++++ 本文

ちなみに、この「進化の木」はリンゴの木として描かれています。また、「人類」を示す絵が定助と康穂の2人だったり、木の根本にヘビがいたりと、「創世記」を彷彿とさせて象徴的!


●トビラ絵から続いて、冒頭4ページは「岩人間」の解説となっていました。なんか夏休みの自由研究みたい(笑)。「究極生命体(アルティミット・シイング)」や「猫草」、「ロッズ」なんかも図解があって楽しかったので、久々にこーゆーのが見られて嬉しいです。
唐突ではありますが、予想外にかなり詳しく書かれており、めちゃめちゃ興味深い。とりわけ3ページ目の内容は、個人的に注目すべきポイントが多かった。

++++++++
++++ 抽出した資料

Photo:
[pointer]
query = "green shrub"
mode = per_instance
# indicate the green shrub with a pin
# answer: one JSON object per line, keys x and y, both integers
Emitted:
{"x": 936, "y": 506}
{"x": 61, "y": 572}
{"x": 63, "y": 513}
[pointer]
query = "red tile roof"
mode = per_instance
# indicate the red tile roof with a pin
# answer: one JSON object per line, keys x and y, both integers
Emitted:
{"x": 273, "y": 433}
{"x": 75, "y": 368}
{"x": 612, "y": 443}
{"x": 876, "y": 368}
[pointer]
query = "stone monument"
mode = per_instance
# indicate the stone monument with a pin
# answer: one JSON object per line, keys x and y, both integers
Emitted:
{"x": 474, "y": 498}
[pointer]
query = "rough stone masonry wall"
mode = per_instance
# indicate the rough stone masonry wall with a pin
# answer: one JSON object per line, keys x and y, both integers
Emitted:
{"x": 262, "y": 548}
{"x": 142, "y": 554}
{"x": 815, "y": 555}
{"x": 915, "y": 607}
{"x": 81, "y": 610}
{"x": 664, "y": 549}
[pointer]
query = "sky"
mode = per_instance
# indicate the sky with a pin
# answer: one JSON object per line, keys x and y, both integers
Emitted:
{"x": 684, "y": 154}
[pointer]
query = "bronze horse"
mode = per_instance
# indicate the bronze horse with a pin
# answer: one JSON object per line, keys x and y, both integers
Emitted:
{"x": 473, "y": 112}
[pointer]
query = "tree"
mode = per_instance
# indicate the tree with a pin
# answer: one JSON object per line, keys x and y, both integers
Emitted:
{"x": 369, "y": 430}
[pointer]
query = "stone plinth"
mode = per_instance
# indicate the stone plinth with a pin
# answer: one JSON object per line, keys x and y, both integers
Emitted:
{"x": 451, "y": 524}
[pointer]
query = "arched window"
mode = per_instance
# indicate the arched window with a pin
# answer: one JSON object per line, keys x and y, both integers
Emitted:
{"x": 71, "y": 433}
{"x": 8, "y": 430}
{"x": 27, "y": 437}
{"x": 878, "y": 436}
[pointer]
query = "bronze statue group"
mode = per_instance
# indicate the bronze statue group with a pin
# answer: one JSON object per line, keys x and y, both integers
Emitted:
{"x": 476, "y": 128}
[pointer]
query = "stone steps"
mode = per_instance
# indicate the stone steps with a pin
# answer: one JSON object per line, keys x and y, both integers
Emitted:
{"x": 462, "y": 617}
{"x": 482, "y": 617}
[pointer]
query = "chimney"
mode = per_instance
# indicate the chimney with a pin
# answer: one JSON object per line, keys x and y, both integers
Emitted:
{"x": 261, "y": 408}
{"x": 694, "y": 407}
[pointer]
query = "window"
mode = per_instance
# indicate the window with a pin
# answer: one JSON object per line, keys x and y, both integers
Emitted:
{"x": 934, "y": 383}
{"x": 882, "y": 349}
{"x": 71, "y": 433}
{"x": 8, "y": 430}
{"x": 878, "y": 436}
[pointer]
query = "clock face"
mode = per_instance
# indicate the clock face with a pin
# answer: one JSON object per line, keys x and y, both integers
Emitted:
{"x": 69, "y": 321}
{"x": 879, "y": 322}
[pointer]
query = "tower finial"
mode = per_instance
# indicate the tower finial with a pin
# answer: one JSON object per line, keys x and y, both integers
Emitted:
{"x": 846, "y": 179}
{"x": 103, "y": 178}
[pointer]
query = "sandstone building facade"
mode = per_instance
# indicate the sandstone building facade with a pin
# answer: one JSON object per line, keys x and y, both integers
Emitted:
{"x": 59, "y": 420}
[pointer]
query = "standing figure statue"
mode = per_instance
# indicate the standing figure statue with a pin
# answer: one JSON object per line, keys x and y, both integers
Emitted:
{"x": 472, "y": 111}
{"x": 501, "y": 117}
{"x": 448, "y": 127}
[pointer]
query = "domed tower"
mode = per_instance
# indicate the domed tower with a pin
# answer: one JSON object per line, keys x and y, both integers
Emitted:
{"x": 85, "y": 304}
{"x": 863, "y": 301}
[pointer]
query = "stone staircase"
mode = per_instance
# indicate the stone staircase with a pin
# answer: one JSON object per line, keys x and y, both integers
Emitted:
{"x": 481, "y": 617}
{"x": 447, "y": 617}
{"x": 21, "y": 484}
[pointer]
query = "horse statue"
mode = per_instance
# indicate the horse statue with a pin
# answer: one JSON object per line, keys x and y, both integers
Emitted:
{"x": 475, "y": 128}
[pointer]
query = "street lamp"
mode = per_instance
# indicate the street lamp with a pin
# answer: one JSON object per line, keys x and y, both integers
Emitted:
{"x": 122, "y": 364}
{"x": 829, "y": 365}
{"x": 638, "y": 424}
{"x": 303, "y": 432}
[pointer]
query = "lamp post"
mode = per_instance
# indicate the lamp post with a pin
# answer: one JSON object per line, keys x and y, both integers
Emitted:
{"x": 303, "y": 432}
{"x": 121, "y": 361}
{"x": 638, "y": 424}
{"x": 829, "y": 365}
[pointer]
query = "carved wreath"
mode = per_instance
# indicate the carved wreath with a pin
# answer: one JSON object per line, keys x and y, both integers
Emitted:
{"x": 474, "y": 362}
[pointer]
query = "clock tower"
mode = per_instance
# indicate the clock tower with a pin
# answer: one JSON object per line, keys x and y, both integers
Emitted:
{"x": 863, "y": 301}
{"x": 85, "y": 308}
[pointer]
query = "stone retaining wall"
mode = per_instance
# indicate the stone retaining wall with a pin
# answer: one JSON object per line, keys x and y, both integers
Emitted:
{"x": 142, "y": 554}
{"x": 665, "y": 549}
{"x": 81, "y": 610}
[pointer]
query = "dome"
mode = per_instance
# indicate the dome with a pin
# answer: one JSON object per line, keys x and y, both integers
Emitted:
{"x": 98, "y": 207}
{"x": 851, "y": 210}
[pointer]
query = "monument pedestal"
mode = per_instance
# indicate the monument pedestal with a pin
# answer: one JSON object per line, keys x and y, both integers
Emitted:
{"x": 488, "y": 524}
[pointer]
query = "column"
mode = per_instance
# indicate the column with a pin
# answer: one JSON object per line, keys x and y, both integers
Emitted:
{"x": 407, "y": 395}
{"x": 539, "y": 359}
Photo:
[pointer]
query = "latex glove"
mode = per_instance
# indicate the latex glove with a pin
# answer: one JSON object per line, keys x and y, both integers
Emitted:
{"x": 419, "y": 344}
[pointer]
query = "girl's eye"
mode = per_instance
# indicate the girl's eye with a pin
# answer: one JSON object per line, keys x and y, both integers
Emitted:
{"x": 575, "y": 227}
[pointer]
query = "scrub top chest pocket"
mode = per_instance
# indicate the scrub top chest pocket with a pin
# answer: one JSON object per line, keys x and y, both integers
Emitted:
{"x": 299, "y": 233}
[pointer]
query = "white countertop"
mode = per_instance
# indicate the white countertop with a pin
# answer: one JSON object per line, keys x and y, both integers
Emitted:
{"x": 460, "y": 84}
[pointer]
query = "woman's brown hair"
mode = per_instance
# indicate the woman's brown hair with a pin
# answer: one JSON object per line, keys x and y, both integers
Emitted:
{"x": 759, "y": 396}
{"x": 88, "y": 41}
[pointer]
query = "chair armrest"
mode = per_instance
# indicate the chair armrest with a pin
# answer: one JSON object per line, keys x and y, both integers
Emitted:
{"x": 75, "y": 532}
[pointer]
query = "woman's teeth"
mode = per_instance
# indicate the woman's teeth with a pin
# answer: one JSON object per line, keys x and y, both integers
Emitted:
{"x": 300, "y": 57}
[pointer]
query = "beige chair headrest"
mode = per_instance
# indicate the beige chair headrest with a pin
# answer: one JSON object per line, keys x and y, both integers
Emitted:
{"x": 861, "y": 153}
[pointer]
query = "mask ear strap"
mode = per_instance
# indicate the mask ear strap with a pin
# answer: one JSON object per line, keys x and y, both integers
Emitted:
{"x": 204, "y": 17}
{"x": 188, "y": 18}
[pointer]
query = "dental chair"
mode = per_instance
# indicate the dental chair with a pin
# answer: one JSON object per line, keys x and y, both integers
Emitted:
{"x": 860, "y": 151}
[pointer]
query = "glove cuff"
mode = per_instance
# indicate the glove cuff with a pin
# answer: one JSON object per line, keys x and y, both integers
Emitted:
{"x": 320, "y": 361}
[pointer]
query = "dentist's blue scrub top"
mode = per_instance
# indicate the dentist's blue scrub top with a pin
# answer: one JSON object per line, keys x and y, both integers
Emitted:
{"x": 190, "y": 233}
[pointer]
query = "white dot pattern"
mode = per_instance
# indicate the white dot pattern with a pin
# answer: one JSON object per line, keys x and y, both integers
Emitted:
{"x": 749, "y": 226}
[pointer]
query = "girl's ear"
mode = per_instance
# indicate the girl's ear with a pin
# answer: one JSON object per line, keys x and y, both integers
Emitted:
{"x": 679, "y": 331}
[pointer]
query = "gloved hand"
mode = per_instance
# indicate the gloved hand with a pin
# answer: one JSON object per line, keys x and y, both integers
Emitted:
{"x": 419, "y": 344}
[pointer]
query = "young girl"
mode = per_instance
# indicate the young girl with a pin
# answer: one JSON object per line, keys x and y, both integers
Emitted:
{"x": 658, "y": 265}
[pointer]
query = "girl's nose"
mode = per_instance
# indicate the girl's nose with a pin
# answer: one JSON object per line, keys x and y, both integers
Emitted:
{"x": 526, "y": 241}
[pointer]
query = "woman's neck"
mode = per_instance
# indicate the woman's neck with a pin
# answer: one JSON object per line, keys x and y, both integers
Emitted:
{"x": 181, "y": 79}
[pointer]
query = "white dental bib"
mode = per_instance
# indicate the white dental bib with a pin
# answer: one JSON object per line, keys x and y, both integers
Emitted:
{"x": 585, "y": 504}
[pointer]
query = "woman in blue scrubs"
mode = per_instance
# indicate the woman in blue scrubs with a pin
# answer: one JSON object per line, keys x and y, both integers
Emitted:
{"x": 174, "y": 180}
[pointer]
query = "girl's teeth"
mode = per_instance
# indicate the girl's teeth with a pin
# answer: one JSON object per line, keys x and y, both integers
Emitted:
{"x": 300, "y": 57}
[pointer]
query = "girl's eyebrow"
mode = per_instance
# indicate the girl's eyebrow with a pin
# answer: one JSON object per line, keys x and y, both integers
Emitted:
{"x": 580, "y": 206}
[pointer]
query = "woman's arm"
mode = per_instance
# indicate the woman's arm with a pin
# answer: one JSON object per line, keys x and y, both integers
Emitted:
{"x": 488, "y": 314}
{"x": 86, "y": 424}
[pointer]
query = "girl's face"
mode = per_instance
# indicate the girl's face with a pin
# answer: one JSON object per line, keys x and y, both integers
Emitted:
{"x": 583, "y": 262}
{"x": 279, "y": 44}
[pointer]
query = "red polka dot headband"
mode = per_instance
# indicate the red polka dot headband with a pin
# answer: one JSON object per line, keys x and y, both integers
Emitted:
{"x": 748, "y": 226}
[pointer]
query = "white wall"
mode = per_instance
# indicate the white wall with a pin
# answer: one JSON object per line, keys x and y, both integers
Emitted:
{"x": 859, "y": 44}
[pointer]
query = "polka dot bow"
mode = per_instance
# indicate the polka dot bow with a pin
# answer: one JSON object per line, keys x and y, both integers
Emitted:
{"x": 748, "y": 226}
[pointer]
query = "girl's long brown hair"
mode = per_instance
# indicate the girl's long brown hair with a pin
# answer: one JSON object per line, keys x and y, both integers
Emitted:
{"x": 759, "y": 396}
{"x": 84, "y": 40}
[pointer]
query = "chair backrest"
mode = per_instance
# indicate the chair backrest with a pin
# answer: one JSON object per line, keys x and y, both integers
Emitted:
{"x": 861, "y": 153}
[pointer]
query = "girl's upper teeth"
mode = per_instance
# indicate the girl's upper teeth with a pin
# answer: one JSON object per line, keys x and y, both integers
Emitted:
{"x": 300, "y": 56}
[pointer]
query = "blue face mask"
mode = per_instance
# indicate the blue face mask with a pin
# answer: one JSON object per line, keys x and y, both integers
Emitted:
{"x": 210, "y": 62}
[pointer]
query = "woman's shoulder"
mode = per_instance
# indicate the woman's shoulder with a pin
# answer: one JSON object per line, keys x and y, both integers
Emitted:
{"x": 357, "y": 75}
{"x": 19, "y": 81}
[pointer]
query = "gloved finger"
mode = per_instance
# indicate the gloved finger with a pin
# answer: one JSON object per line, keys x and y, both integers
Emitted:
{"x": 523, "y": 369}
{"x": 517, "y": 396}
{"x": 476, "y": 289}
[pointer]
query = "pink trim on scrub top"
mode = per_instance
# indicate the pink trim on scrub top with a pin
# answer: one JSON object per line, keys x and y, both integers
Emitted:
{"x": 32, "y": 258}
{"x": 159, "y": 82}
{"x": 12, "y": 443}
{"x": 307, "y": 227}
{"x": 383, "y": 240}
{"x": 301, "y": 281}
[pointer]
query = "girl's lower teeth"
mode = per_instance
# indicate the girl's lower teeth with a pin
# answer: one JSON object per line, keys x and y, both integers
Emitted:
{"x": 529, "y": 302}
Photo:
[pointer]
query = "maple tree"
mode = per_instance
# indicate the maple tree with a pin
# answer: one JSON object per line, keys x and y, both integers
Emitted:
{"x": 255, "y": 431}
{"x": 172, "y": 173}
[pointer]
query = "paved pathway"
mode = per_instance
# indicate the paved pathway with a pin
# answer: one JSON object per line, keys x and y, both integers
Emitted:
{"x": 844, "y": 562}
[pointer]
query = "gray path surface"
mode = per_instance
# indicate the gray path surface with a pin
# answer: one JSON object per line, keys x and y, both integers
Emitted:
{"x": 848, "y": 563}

++++++++

# やること:
1 – 本文を「ちなみに、この「進化の木」は」を含む語句から書き始め、「目すべきポイントが多かった。」のところで止めて、そのとおりに書き写してください。
2 – 本文で、「進化の木」は何の木として描かれているか。
3 – 本文は「進化の木」の絵をなぜ象徴的だと述べているのか、説明せよ。
資料は本文とは別のものだ。

# 課題の答え:
1 –
ちなみに、この「進化の木」はリンゴの木として描かれています。また、「人類」を示す絵が定助と康穂の2人だったり、木の根本にヘビがいたりと、「創世記」を彷彿とさせて象徴的!


●トビラ絵から続いて、冒頭4ページは「岩人間」の解説となっていました。なんか夏休みの自由研究みたい(笑)。「究極生命体(アルティミット・シイング)」や「猫草」、「ロッズ」なんかも図解があって楽しかったので、久々にこーゆーのが見られて嬉しいです。
唐突ではありますが、予想外にかなり詳しく書かれており、めちゃめちゃ興味深い。とりわけ3ページ目の内容は、個人的に注目すべきポイントが多かった。

2 – リンゴの木として描かれている。

3 – 「進化の木」がリンゴの木として描かれ、「人類」を示す絵が定助と康穂の2人だったり、木の根本にヘビがいたりして、「創世記」を彷彿とさせるからだ。